Stated goal: Copy out every line of the listing below word for word, omitting the pictures.

[Dataset listing]
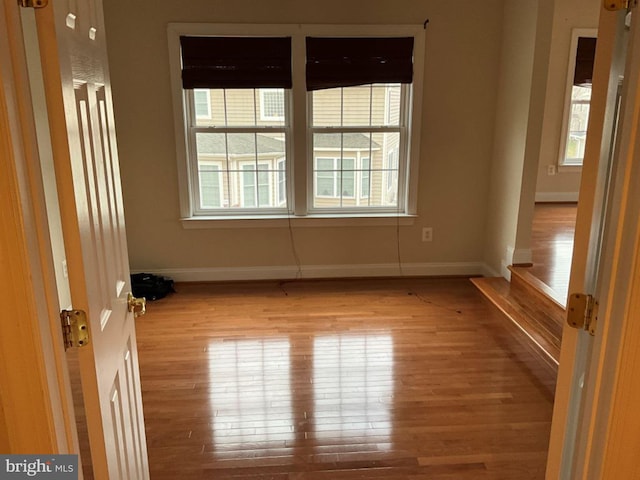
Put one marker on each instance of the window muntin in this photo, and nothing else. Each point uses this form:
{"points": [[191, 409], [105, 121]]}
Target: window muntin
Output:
{"points": [[577, 98], [210, 185]]}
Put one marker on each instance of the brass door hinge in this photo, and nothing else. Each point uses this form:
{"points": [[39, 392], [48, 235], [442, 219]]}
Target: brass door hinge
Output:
{"points": [[33, 3], [75, 330], [582, 312], [615, 5]]}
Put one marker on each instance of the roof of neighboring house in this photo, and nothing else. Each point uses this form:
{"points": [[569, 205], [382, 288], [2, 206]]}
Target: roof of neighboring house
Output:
{"points": [[245, 143], [349, 140]]}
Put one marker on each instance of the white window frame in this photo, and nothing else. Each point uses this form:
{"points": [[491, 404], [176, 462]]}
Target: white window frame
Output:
{"points": [[335, 171], [576, 33], [299, 175], [255, 169], [220, 173]]}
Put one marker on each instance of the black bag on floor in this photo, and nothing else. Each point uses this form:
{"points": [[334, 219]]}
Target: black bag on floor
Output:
{"points": [[149, 286]]}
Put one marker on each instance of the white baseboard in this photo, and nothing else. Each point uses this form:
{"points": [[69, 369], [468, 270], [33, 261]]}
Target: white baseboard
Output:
{"points": [[320, 271], [542, 197]]}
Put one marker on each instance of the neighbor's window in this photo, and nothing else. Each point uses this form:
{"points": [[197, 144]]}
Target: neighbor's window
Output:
{"points": [[577, 103], [239, 134], [354, 140]]}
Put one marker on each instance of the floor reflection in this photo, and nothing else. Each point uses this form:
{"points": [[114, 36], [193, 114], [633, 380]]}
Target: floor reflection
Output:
{"points": [[353, 387], [250, 391]]}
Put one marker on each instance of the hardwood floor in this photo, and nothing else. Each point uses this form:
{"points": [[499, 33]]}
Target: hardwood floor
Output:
{"points": [[354, 379], [552, 245]]}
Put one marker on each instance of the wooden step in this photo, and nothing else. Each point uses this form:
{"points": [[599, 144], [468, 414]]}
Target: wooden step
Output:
{"points": [[530, 307]]}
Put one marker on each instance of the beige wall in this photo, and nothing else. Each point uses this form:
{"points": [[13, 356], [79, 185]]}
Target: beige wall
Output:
{"points": [[569, 14], [462, 53], [511, 133]]}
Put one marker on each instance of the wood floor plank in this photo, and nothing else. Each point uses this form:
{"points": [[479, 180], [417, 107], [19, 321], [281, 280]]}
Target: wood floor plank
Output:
{"points": [[382, 379]]}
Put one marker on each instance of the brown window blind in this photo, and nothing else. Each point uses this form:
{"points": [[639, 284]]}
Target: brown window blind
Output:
{"points": [[585, 56], [350, 61], [236, 62]]}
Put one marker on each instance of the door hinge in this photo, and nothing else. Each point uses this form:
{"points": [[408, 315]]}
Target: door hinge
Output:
{"points": [[615, 5], [582, 312], [75, 330], [33, 3]]}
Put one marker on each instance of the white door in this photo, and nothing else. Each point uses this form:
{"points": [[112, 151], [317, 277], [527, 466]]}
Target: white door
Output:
{"points": [[74, 63], [607, 220]]}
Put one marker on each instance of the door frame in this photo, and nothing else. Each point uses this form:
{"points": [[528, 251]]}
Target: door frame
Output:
{"points": [[604, 412], [36, 406], [36, 414]]}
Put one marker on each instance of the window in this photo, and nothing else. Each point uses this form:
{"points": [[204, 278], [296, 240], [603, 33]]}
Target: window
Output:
{"points": [[271, 104], [354, 152], [202, 103], [578, 122], [578, 98]]}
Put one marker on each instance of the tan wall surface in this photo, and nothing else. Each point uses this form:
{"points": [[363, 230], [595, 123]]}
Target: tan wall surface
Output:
{"points": [[569, 14], [463, 43]]}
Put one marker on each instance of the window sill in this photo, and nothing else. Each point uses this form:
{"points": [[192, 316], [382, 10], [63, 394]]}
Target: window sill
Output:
{"points": [[310, 221]]}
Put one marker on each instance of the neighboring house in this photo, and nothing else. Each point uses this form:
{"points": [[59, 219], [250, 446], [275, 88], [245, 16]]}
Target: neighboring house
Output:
{"points": [[249, 169]]}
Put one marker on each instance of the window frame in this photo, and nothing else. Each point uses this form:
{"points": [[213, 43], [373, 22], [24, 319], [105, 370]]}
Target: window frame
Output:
{"points": [[207, 116], [563, 164], [299, 171]]}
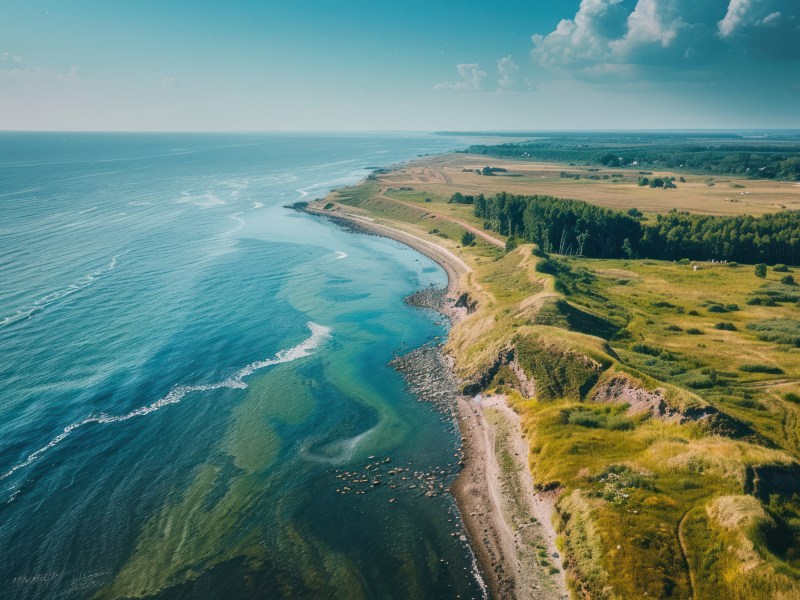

Solution below:
Put one marker on each instance of the window muntin in this photo, and nothing else. Each point uses this form:
{"points": [[191, 409], [105, 121]]}
Target: window muntin
Output:
{"points": [[577, 98], [210, 185]]}
Put one marker on each instance of the brass door hinge in this photo, and nothing else. Each point uses this form:
{"points": [[39, 392], [48, 235], [442, 219]]}
Target: brass door hinge
Output:
{"points": [[33, 3], [75, 330], [582, 312], [615, 5]]}
Put one marker on each instance of the roof of neighboring house in this photo, and nothing else. Each point uses this form:
{"points": [[569, 205], [382, 288], [2, 206]]}
Target: roof of neighboring house
Output:
{"points": [[245, 143], [349, 140]]}
Put one marker on each instance of the white window frame in this photo, and nothing else. Each point uses this form:
{"points": [[491, 404], [176, 462]]}
Target: white window frame
Output:
{"points": [[335, 171], [576, 33], [299, 175], [255, 169], [220, 173]]}
Put one marker on each instance of the black bag on floor in this photo, and nothing else. Each point uses this form:
{"points": [[334, 219]]}
Target: black bag on floor
Output:
{"points": [[149, 286]]}
Put one marker on each instance of the white baseboard in this photo, and nothing else. Each point uses this form:
{"points": [[69, 369], [468, 270], [33, 261]]}
Target: white baseboard
Output:
{"points": [[320, 271], [542, 197]]}
Put one marker on each instance of the neighbor's window in this photo, and nothing else. Each point uses this form:
{"points": [[197, 144]]}
Target: neighbor's window
Output:
{"points": [[577, 103], [239, 134], [354, 140]]}
Put one marker on each instance of the floor reflection in this photo, and nothing else. Each point uses this form:
{"points": [[114, 36], [193, 114], [633, 380]]}
Target: floor reflection
Output:
{"points": [[353, 387], [250, 391]]}
Put one marker on each instance of the hardwood floor in this photo, and nothing else. Each point uses this form:
{"points": [[499, 33]]}
Target: hardwood floor
Output:
{"points": [[354, 379], [552, 245]]}
Put one marker on each instance of the wooden step in this photo, and nothing else. Each point uses this form:
{"points": [[599, 144], [468, 414]]}
Target: wooden step
Output:
{"points": [[530, 307]]}
Put one marker on each instance of the beige wall in this photo, and nothing else. Each point uses this form:
{"points": [[13, 356], [79, 185]]}
Target: beige wall
Output:
{"points": [[569, 14], [462, 53], [511, 133]]}
Put one marker on each instance of the wood floor plank in this photo, and nothing else. Each point uses this form:
{"points": [[479, 180], [417, 107], [19, 321], [281, 280]]}
Target: wood floor plank
Output:
{"points": [[382, 379]]}
Put one marker on each instance of the brown window blind in this photo, and nothing else. Each point uses this form:
{"points": [[639, 284]]}
Target: brown window blind
Output:
{"points": [[585, 56], [350, 61], [236, 62]]}
Put one marker on each instance of the door hinge in this photo, and nothing else. Each point uses this form:
{"points": [[408, 315]]}
Target: door hinge
Output:
{"points": [[615, 5], [582, 312], [75, 330], [33, 3]]}
Put one marker on each instance of the white door in this photo, and nothing else. Each point uses this form:
{"points": [[112, 151], [317, 277], [527, 466]]}
Target: white door
Output:
{"points": [[74, 63], [607, 220]]}
Put one marker on each instance of the door frame in this photo, and nothing else. Each point uses this form:
{"points": [[528, 251]]}
Target: door frame
Output:
{"points": [[604, 412], [36, 406], [36, 414]]}
Put one marker on each instance of the window in this photo, and nothing else. Each point uses this form:
{"points": [[204, 278], [296, 240], [603, 33]]}
Target: window
Output:
{"points": [[271, 104], [354, 152], [202, 103], [578, 122], [578, 98]]}
Put one marker on each instance of the tan wall surface in this photo, and nothing else. Each point uses this form:
{"points": [[363, 230], [595, 123]]}
Target: tan wall surface
Output:
{"points": [[569, 14], [463, 43]]}
Put one marker on each instance of the window sill in this photo, and nothing else. Each point uses this form:
{"points": [[192, 316], [382, 10], [63, 394]]}
Target: window sill
Output:
{"points": [[310, 221]]}
Put one marker on each instance of the neighboring house in this photo, and nothing else. Each point uses this form:
{"points": [[59, 219], [250, 446], [275, 88], [245, 16]]}
Target: neighboring house
Output:
{"points": [[249, 169]]}
Put one marker on each instance of the window frame in this photo, and nothing else. Each point uses this form:
{"points": [[213, 43], [373, 22], [24, 319], [105, 370]]}
Target: window frame
Output:
{"points": [[207, 116], [563, 164], [299, 171]]}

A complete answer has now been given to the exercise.